STATED TASK:
Retype every line of the records below without changing anything, but omit the pictures.

RECORDS:
§ §

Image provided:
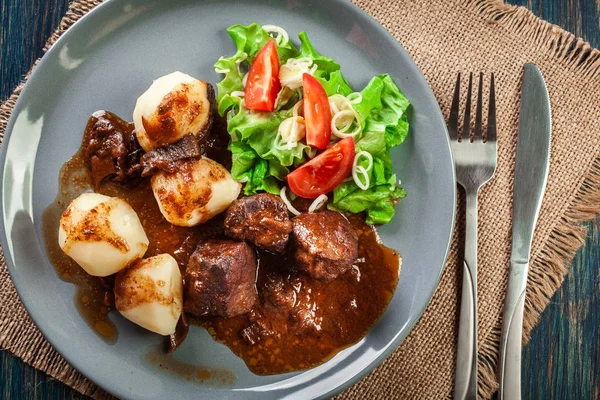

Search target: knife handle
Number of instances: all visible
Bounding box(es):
[454,189,477,400]
[499,262,529,400]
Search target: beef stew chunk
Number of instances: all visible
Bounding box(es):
[291,211,358,281]
[82,111,143,188]
[141,134,201,176]
[225,193,292,254]
[183,241,258,317]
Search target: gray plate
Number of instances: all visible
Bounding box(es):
[0,0,455,399]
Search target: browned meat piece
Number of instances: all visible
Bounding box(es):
[83,111,143,187]
[183,241,258,317]
[225,193,292,253]
[291,211,358,281]
[141,135,201,176]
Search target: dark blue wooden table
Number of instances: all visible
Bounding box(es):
[0,0,600,399]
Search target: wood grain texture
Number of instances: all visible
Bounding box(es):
[0,0,600,400]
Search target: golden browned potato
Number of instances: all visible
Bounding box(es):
[58,193,149,276]
[133,72,214,151]
[115,254,183,335]
[150,157,241,226]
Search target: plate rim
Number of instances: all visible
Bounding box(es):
[0,0,457,399]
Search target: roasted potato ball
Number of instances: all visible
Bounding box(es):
[133,72,215,151]
[58,193,149,276]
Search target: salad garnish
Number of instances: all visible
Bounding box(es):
[215,24,410,224]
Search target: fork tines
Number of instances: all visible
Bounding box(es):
[448,72,496,142]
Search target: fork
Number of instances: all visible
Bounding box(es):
[448,73,497,400]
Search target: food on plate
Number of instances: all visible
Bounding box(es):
[150,157,241,226]
[44,24,409,374]
[58,193,149,276]
[133,72,214,151]
[184,241,258,317]
[140,134,202,176]
[215,24,410,224]
[287,137,355,199]
[291,211,358,281]
[244,40,280,111]
[82,111,142,187]
[224,193,292,253]
[115,254,183,335]
[304,72,332,148]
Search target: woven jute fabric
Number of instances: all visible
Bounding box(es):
[0,0,600,400]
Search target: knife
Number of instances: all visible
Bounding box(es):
[500,63,552,400]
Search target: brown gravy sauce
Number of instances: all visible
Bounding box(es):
[42,115,400,381]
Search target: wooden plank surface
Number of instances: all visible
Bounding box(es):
[0,0,600,400]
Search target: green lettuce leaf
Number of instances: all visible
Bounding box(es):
[328,74,410,224]
[215,24,299,112]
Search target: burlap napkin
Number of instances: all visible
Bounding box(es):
[0,0,600,399]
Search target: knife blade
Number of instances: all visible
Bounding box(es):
[499,63,552,400]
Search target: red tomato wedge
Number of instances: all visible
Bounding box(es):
[302,73,331,149]
[244,40,280,111]
[287,137,354,199]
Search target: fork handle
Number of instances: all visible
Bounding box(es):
[454,189,478,400]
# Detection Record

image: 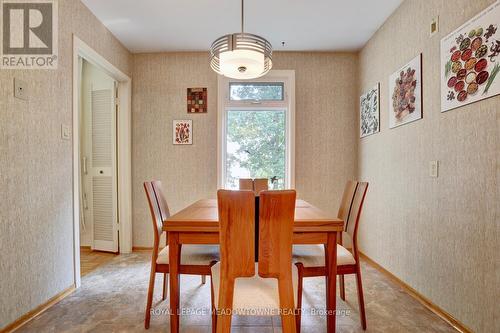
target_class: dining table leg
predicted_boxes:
[325,232,337,333]
[168,232,181,333]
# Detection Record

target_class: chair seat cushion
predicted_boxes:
[293,244,356,267]
[156,245,219,265]
[212,262,299,316]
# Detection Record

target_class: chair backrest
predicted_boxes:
[217,190,255,280]
[239,178,253,191]
[151,180,170,221]
[259,190,297,279]
[144,182,163,252]
[253,178,269,194]
[337,180,358,231]
[346,182,368,261]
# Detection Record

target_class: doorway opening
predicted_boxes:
[73,36,132,287]
[78,57,120,276]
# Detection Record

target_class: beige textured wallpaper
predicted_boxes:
[132,52,358,247]
[359,0,500,332]
[0,0,131,328]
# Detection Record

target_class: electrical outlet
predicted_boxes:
[14,78,28,101]
[61,124,71,140]
[429,16,439,37]
[429,161,439,178]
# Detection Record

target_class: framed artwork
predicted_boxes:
[187,88,207,113]
[359,83,380,138]
[172,120,193,145]
[389,54,422,128]
[440,1,500,112]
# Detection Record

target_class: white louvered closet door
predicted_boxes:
[89,87,118,252]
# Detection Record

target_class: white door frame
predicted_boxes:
[73,35,132,288]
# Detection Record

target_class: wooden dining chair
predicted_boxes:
[293,181,368,330]
[144,181,219,329]
[238,178,253,191]
[211,190,300,333]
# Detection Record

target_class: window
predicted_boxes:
[229,82,285,101]
[218,71,295,189]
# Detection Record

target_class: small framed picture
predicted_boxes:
[187,88,207,113]
[172,120,193,145]
[389,54,422,128]
[359,83,380,138]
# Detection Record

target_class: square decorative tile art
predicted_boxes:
[172,120,193,145]
[187,88,207,113]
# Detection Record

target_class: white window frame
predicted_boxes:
[217,70,295,189]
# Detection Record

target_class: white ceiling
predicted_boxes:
[82,0,402,52]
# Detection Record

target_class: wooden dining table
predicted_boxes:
[163,199,344,333]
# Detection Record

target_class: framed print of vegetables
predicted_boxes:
[389,54,422,128]
[359,83,380,138]
[172,120,193,145]
[441,1,500,112]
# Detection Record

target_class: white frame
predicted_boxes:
[172,119,193,146]
[217,70,295,189]
[73,35,132,288]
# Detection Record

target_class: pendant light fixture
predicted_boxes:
[210,0,273,80]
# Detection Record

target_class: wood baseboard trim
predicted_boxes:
[132,246,153,252]
[359,251,473,333]
[0,284,76,333]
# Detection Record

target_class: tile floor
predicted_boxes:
[17,252,456,333]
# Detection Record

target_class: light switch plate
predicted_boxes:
[61,124,71,140]
[14,78,29,101]
[429,161,439,178]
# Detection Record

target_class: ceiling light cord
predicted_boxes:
[241,0,245,34]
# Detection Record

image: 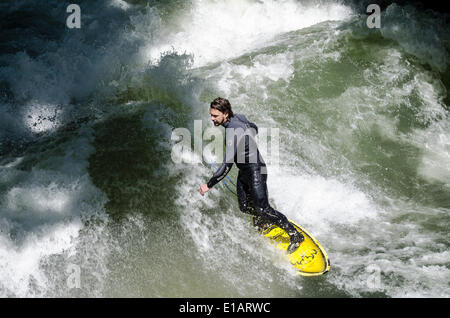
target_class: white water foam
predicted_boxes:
[142,0,353,67]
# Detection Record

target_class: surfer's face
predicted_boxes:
[209,108,228,126]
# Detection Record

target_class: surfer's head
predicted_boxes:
[209,97,234,126]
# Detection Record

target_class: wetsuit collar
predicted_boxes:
[223,117,233,128]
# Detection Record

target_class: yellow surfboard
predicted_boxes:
[253,220,330,276]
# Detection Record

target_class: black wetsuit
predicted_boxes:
[207,114,302,246]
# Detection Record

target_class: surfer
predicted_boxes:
[200,97,304,253]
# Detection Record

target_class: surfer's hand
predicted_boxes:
[200,183,210,195]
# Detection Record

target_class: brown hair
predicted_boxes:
[211,97,234,118]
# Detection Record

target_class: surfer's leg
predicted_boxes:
[250,170,304,252]
[236,171,256,215]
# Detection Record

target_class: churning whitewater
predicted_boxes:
[0,0,450,297]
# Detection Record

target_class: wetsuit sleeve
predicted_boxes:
[207,130,237,188]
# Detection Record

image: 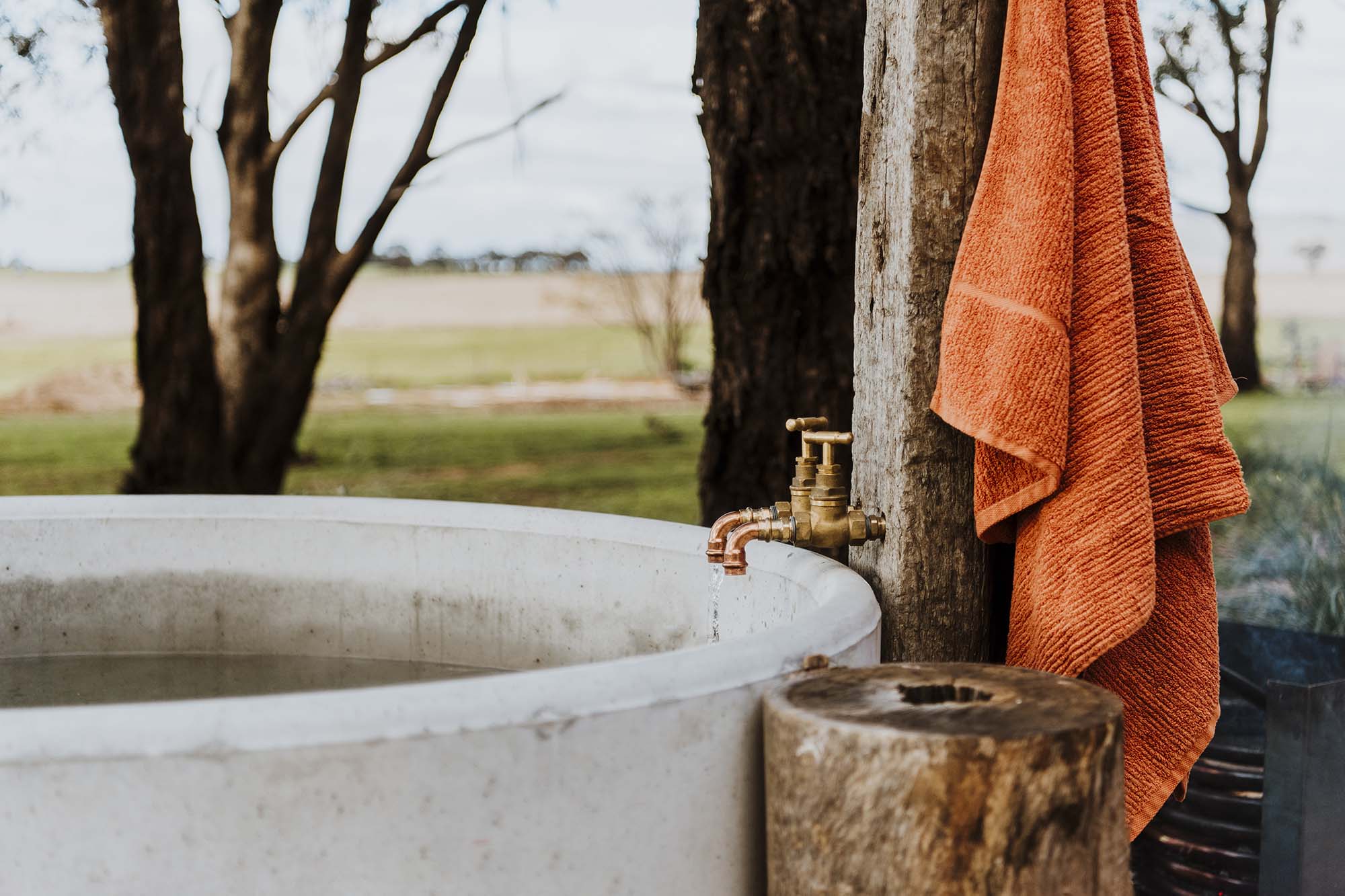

§ §

EXERCISE RESPONSE:
Image provided:

Search target: knife handle
Number of instances: all visible
Bounding box(es):
[454,189,477,400]
[499,262,529,400]
Search target: beef stew chunk
Number of instances: all visible
Bounding box(es):
[291,211,358,281]
[82,111,143,188]
[141,134,201,176]
[225,193,292,254]
[183,241,258,317]
Search target: gray plate
Number of instances: all visible
Bounding box(es):
[0,0,455,399]
Search target: browned meat piece
Number of instances: all visible
Bounding box(es):
[83,111,143,187]
[183,241,258,317]
[225,193,292,253]
[291,211,358,281]
[141,135,201,176]
Search target: dark blue wooden table
Number of instances: all visible
Bounding box(es):
[0,0,600,399]
Search target: wood grain texture
Number of instances: all visible
Bounding box(es):
[0,0,600,400]
Search target: golden browned potato
Number of instances: all visible
Bounding box(es):
[58,193,149,276]
[133,72,214,151]
[115,254,183,335]
[150,157,241,226]
Search target: plate rim
Number of instances: all visible
Bounding box(es):
[0,0,457,399]
Search target: roasted potato ball
Number of instances: all visible
Bounding box(es):
[133,72,215,151]
[58,193,149,276]
Search target: salad garnish
Number of instances: all visible
Bounding box(es):
[215,24,410,224]
Search target: fork tines
Number of instances: all visible
Bounding box(es):
[448,72,496,142]
Search target: fork
Number of instances: all visible
Bounding box(es):
[448,73,497,400]
Search target: food on plate
Number of instances: all visible
Bounding box(es):
[150,157,241,226]
[44,24,409,374]
[58,193,149,276]
[133,72,214,151]
[184,241,258,317]
[140,134,202,176]
[215,24,410,224]
[287,137,355,199]
[291,211,358,281]
[244,40,280,111]
[82,111,142,187]
[224,193,292,253]
[115,254,183,335]
[304,72,332,148]
Search target: woven jute fabric
Number of instances: all visible
Bounding box(es):
[0,0,600,400]
Search target: knife
Number of instances: all visible
Bounding box(es):
[500,63,552,400]
Search target: brown gravy sauce
Number of instances: all visible
Bounding box(es):
[42,115,400,381]
Search target: wooden plank surface
Number of instances: all visible
Bounding box(es):
[0,0,600,400]
Search target: green lettuce leaf
Number of instances: all visible
Bounding box(es):
[328,74,410,224]
[215,24,299,112]
Search target: burlap napkin
Number of instances: all visible
Bounding box(es):
[0,0,600,399]
Search target: knife blade
Number of instances: all visible
Bounding box(es):
[499,63,552,400]
Search target: red tomato wedge
Number of instances: all visible
Bounding box(es):
[302,73,331,149]
[244,40,280,111]
[287,137,354,199]
Search target: fork handle
Number of instances: all visible
Bounding box(es):
[454,189,478,400]
# Detection Record

image: 
target_class: dining table leg
predicted_boxes:
[325,232,337,333]
[168,232,181,333]
# Detection Record

target_class: chair seat cushion
predicted_boxes:
[293,244,356,267]
[156,245,219,265]
[212,262,299,316]
# Detection Record

target_class: chair backrest
predicted_boxes:
[217,190,255,280]
[239,178,253,191]
[151,180,170,221]
[259,190,297,279]
[144,182,163,252]
[253,178,269,194]
[337,180,358,231]
[346,182,368,261]
# Detection Record

target_class: doorway opening
predicted_boxes:
[73,36,132,287]
[78,57,120,276]
# Detection Record

target_class: beige textured wallpaper
predicted_boxes:
[132,52,358,247]
[359,0,500,332]
[0,0,131,328]
# Detection Record

target_class: electrical outlet
predicted_boxes:
[14,78,28,101]
[61,124,71,140]
[429,16,439,37]
[429,161,439,178]
# Detection Record

target_class: framed artwork
predicted_boxes:
[187,88,207,113]
[359,83,380,138]
[172,120,193,145]
[389,54,422,128]
[440,1,500,112]
# Detection Record

target_class: white louvered closet door
predicted_boxes:
[89,87,118,252]
# Detection Record

target_class: white door frame
predicted_boxes:
[73,35,132,288]
# Detection Record

target_class: wooden dining chair
predicted_boxes:
[293,181,368,330]
[144,181,219,329]
[238,178,253,191]
[211,190,300,333]
# Detection Record

target_class: window
predicted_boxes:
[229,82,285,101]
[218,71,295,189]
# Detection Record

target_class: small framed picture
predicted_boxes:
[187,88,207,113]
[172,120,193,145]
[389,54,422,128]
[359,83,380,138]
# Detection Record

target_class: square decorative tile art
predicted_boxes:
[172,120,193,145]
[187,88,207,113]
# Detection Record

target_class: white window frame
predicted_boxes:
[217,70,295,189]
# Detection Record

target_class: white ceiling
predicted_boxes:
[82,0,402,52]
# Detection Record

target_class: wooden dining table
predicted_boxes:
[163,199,344,333]
# Detection Record

target_class: framed print of vegetables
predicted_boxes:
[389,54,422,128]
[359,83,380,138]
[172,120,193,145]
[441,1,500,112]
# Detection Record

target_class: white frame
predicted_boxes:
[172,119,193,146]
[217,70,295,189]
[73,35,132,288]
# Detection Record

target_class: pendant light fixture
predicted_boxes:
[210,0,273,80]
# Detection Record

target_class: wood baseboard trim
predicted_boxes:
[132,246,153,252]
[359,251,473,333]
[0,284,76,333]
# Detection Record

target_class: tile floor
predicted_boxes:
[17,252,456,333]
# Detection Record

target_class: light switch plate
predicted_boxes:
[61,124,71,140]
[14,78,29,101]
[429,161,439,178]
# Detection Record

target_class: ceiling light cord
predicted_boxes:
[241,0,245,34]
# Detection Record

image: 
target_class: white water foam
predicted_boxes:
[142,0,353,67]
# Detection Record

target_class: surfer's face
predicted_boxes:
[209,108,228,126]
# Detection Record

target_class: surfer's head
predicted_boxes:
[209,97,234,126]
# Detection Record

target_class: wetsuit collar
predicted_boxes:
[223,117,233,128]
# Detection Record

target_class: yellow surfboard
predicted_boxes:
[253,220,330,276]
# Detection Record

target_class: black wetsuit
predicted_boxes:
[207,114,302,246]
# Detection Record

target_class: surfer
predicted_boxes:
[200,97,304,253]
# Detection Record

target_class: surfer's hand
predicted_boxes:
[200,183,210,195]
# Detection Record

target_class: brown hair
predicted_boxes:
[211,97,234,118]
# Detection Record

target_class: surfer's leg
predicted_boxes:
[250,170,304,252]
[236,171,256,215]
# Detection Record

target_class: churning whitewater
predicted_boxes:
[0,0,450,297]
# Detection Record

target_class: wetsuit sleeve
predicted_boxes:
[207,130,237,188]
# Detection Record

image: 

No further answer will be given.